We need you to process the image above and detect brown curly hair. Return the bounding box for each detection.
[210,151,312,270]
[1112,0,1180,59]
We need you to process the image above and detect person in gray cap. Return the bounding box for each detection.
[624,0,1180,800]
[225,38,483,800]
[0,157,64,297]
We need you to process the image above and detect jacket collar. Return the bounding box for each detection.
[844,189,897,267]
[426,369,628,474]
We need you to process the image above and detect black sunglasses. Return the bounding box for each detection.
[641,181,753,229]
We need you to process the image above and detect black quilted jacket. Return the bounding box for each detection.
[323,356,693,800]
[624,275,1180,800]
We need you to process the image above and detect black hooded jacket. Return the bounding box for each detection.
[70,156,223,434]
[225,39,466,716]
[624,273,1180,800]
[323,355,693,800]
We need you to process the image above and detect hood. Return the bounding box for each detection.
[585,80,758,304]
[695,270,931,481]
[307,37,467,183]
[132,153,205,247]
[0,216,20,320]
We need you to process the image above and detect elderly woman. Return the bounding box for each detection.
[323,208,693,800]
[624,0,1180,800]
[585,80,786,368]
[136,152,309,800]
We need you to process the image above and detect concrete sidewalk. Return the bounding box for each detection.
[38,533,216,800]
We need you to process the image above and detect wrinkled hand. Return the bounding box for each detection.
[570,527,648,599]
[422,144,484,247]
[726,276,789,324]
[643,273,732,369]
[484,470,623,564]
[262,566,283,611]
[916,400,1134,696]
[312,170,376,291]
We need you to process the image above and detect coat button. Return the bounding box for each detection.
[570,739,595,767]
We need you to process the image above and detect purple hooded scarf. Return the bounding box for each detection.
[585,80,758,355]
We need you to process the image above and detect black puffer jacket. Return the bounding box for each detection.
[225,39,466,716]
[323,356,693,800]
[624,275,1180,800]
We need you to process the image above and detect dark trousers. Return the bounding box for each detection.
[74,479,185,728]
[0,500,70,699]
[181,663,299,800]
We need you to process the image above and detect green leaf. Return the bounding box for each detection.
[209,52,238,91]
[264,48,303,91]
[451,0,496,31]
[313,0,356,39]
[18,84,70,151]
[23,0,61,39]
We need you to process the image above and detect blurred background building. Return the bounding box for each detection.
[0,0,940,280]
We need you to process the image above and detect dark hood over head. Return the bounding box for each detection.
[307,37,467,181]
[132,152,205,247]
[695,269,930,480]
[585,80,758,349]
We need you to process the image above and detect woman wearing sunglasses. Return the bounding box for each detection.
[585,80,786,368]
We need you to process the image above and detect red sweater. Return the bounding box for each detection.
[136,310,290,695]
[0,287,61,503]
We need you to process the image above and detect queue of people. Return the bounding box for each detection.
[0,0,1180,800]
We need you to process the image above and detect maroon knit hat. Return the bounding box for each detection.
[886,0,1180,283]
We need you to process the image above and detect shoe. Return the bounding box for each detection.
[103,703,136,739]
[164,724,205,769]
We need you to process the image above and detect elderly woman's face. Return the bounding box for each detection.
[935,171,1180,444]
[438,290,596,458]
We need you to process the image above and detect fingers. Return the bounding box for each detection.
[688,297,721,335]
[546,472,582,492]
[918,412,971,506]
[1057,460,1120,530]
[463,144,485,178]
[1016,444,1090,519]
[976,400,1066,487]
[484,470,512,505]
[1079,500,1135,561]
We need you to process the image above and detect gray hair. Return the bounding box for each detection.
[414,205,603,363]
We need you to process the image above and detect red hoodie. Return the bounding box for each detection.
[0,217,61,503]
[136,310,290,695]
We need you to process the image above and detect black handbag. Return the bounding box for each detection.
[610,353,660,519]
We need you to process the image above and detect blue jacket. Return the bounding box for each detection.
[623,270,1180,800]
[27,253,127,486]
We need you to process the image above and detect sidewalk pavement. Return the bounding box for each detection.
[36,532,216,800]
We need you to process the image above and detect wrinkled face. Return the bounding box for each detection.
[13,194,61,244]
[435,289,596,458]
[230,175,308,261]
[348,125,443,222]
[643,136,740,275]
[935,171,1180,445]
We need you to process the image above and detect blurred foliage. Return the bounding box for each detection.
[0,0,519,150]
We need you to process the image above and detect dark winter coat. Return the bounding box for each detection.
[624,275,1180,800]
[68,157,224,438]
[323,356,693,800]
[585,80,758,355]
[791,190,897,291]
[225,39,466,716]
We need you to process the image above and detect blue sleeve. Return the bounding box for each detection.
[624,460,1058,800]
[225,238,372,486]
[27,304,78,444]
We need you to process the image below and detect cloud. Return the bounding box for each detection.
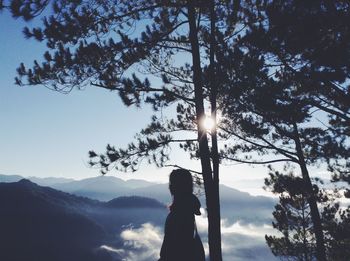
[101,223,163,261]
[103,211,277,261]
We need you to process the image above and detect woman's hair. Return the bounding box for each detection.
[169,169,193,197]
[169,169,201,215]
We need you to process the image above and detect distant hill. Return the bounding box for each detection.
[0,179,167,261]
[0,173,276,224]
[105,196,165,208]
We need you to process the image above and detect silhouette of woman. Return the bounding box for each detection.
[159,169,201,261]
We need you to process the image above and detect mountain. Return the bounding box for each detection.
[0,176,276,224]
[105,196,165,208]
[0,174,23,182]
[0,179,167,261]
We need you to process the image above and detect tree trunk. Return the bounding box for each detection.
[209,0,222,260]
[187,1,222,261]
[293,123,327,261]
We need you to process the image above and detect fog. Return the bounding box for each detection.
[101,210,277,261]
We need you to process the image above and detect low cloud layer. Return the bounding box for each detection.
[102,210,277,261]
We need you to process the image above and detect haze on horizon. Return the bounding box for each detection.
[0,12,324,195]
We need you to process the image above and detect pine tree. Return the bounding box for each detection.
[0,0,247,261]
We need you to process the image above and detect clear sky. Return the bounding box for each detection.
[0,12,326,194]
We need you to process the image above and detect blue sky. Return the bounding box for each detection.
[0,12,306,194]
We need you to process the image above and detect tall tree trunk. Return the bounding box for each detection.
[293,123,327,261]
[209,0,222,260]
[187,1,222,261]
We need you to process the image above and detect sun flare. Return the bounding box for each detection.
[202,116,215,131]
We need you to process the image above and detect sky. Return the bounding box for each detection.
[0,12,326,195]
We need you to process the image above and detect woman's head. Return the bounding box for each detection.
[169,169,193,196]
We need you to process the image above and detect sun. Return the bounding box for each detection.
[202,116,215,131]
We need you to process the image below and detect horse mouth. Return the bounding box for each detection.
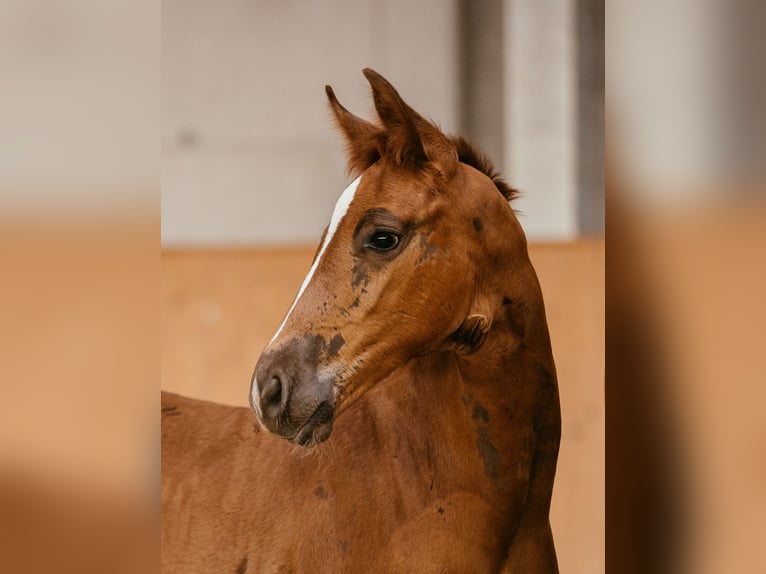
[290,401,335,448]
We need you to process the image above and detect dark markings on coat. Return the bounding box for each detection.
[472,403,489,423]
[476,428,500,486]
[351,263,370,293]
[161,405,181,417]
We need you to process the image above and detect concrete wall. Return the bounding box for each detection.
[162,0,603,247]
[162,0,458,246]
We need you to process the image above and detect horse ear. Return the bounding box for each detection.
[363,68,458,178]
[324,86,385,176]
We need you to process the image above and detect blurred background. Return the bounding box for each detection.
[162,0,605,574]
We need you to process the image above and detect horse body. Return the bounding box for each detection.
[162,71,560,574]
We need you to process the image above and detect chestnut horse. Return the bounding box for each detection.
[162,69,560,574]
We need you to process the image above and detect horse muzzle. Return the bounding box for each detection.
[250,340,335,447]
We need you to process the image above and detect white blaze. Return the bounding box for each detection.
[269,175,362,345]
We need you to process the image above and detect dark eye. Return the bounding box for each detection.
[367,230,399,251]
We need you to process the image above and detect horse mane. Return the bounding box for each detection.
[449,136,519,201]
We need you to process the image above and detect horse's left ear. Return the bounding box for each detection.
[363,68,458,178]
[324,86,386,176]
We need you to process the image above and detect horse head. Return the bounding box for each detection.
[250,69,536,446]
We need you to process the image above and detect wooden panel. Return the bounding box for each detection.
[162,240,604,574]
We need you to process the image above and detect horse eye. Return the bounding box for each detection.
[367,231,399,251]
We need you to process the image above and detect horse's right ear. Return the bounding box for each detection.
[324,86,386,176]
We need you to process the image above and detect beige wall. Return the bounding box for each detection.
[162,0,603,247]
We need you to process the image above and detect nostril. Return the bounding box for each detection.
[261,375,283,418]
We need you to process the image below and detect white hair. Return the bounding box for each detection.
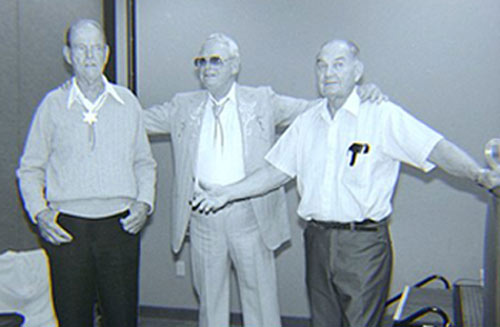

■ ■ ■ ■ ■

[Exercise description]
Rewrite every line of the listing from the line containing "We need you to process the image above and detect person" up to and including the line containing "[426,369,628,474]". Increase each bounding-box coordinate in those lines by 150 and leave all other text unchanged.

[Response]
We need you to process the image above and detect person in gray cap. Return the bounding box for each detection.
[774,150,1330,950]
[375,188,633,950]
[150,307,214,447]
We need you to process the image above and detect jacket collar. Return the bounding box for each detection.
[994,339,1047,417]
[576,519,778,624]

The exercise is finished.